Privacy Risks in Brain-Computer Interfaces and Recommendations

Privacy Risks in Brain-Computer Interfaces and Recommendations
By Mia Yin | March 16, 2022

1. What is BCI?
BCI is a pathway connecting brain with an external device, most commonly a computer or a robotic limb. BCI is used to collect and process brain’s neurodata, and then the neurodata will be translated into outputs used in the visualizations or used as commands to tell the external interfaces/machines how to control people’s behavior or modulate neural activity. Because the neurodata is generated from people’s nerve system, it is also personal data.

BCIs are currently mostly used in gaming and healthcare. For example, in the gaming industry, BCIs use neurodata to allow players to control their gaming actions by their conscious thoughts. BCIs games provide greater immersion in games.

There are three main categories of BCIs:
a. BCIs that record brain activity;
b. BCIs that modulate brain activity;
c. BCIs that do both, also called bi-directional BCIs/BBCIs

BCIs can be invasive or non-invasive. Invasive BCIs enables the direct communication between the brain and an external device, like a computer. They are inserted in the brain.

Unlike invasive BCIs, noninvasive BCIs are not inserted in the brain. They are equipped outside and can also record neurodata.

2. BCIs risks including BCIs accuracy and mental privacy
BCIs accuracy: BCIs data accuracy is quite important especially in the healthcare industry. Patients who use BCIs depend its accurate translation to express their thoughts to the doctors. Some patients also reply on BCIs to mitigate disorders. For example, patients who suffer from epilepsy rely on BCIs to get mitigations. If BCIs process neurodata incorrectly, patients may have bad health consequences, even death.And also doctors depend on BCIs’ accurate neurodata information to provide the best treatment. The device data and interpretation accuracy need to be verifiable, sufficient and reliable.

* Data listing *
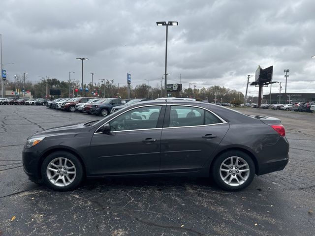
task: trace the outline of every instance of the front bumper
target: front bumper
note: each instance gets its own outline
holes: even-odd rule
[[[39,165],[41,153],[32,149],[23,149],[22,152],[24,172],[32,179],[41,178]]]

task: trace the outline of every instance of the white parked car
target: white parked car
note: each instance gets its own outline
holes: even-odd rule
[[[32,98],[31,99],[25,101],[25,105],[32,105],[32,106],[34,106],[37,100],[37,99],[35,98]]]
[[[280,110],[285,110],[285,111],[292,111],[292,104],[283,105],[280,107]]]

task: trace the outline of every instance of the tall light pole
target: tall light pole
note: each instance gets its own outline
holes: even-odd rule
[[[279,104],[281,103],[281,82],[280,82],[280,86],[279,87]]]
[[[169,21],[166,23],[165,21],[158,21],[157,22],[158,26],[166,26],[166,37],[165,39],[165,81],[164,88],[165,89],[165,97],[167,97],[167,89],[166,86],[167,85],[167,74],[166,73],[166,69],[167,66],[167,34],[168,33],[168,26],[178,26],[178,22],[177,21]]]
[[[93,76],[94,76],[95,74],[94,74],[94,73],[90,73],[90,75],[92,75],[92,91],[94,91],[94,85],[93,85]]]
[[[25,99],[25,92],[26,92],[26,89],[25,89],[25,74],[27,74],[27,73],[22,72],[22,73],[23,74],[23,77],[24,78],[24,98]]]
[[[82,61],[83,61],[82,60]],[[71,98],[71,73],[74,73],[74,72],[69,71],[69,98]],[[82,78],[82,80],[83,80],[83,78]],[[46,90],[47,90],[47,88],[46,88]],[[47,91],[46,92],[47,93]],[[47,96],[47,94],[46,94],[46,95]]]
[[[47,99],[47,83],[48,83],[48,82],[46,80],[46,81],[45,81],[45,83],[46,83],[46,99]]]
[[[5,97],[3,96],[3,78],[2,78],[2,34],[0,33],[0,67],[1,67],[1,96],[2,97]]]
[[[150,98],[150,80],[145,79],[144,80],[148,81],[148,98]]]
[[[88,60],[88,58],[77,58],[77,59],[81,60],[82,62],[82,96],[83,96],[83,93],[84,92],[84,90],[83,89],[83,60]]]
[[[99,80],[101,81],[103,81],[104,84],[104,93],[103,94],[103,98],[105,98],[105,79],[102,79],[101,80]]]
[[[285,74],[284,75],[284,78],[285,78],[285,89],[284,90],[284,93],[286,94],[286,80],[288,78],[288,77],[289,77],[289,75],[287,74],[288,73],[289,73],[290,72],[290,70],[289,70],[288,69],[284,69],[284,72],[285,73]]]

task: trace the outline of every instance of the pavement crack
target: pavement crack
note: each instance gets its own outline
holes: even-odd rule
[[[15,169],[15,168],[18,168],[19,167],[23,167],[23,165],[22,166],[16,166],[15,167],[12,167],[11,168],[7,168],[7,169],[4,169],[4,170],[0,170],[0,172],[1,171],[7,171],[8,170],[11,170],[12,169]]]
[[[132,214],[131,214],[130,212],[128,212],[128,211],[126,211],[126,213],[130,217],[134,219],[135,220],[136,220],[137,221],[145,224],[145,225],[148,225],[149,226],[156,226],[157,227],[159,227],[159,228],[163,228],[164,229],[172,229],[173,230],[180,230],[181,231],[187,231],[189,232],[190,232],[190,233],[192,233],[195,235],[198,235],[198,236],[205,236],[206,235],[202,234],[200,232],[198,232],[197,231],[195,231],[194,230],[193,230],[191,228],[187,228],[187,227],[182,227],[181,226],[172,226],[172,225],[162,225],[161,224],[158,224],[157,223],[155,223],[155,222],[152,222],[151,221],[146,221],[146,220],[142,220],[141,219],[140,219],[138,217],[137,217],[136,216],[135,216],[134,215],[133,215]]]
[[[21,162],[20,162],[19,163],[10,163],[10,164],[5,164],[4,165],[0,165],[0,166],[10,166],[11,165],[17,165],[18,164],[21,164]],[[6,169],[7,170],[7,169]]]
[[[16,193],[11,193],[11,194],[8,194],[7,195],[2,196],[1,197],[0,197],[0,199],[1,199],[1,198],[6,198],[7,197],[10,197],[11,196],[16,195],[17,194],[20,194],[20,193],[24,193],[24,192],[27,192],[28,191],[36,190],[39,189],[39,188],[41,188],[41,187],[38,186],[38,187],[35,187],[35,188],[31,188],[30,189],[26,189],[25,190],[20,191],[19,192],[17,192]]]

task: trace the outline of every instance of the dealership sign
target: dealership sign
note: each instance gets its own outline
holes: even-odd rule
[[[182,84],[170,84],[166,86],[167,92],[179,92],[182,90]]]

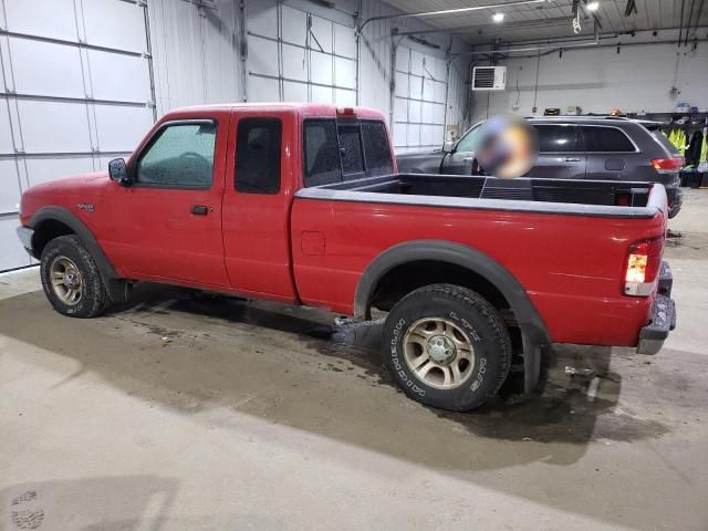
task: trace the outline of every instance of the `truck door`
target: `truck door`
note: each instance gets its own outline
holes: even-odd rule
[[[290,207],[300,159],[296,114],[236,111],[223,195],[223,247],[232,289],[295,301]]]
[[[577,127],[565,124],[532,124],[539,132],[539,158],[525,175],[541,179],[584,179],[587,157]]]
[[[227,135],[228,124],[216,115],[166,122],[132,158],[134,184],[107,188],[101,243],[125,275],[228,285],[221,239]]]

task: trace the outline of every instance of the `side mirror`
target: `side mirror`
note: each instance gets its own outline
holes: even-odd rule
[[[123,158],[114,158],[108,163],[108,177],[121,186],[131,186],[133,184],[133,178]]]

* Exercise brief *
Write out the article above on privacy risks in brain-computer interfaces word for word, from its title through its last sentence.

* Exercise result *
Privacy Risks in Brain-Computer Interfaces and Recommendations

Privacy Risks in Brain-Computer Interfaces and Recommendations
By Mia Yin | March 16, 2022

1. What is BCI?
BCI is a pathway connecting brain with an external device, most commonly a computer or a robotic limb. BCI is used to collect and process brain’s neurodata, and then the neurodata will be translated into outputs used in the visualizations or used as commands to tell the external interfaces/machines how to control people’s behavior or modulate neural activity. Because the neurodata is generated from people’s nerve system, it is also personal data.

BCIs are currently mostly used in gaming and healthcare. For example, in the gaming industry, BCIs use neurodata to allow players to control their gaming actions by their conscious thoughts. BCIs games provide greater immersion in games.

There are three main categories of BCIs:
a. BCIs that record brain activity;
b. BCIs that modulate brain activity;
c. BCIs that do both, also called bi-directional BCIs/BBCIs

BCIs can be invasive or non-invasive. Invasive BCIs enables the direct communication between the brain and an external device, like a computer. They are inserted in the brain.

Unlike invasive BCIs, noninvasive BCIs are not inserted in the brain. They are equipped outside and can also record neurodata.

2. BCIs risks including BCIs accuracy and mental privacy
BCIs accuracy: BCIs data accuracy is quite important especially in the healthcare industry. Patients who use BCIs depend its accurate translation to express their thoughts to the doctors. Some patients also reply on BCIs to mitigate disorders. For example, patients who suffer from epilepsy rely on BCIs to get mitigations. If BCIs process neurodata incorrectly, patients may have bad health consequences, even death.And also doctors depend on BCIs’ accurate neurodata information to provide the best treatment. The device data and interpretation accuracy need to be verifiable, sufficient and reliable.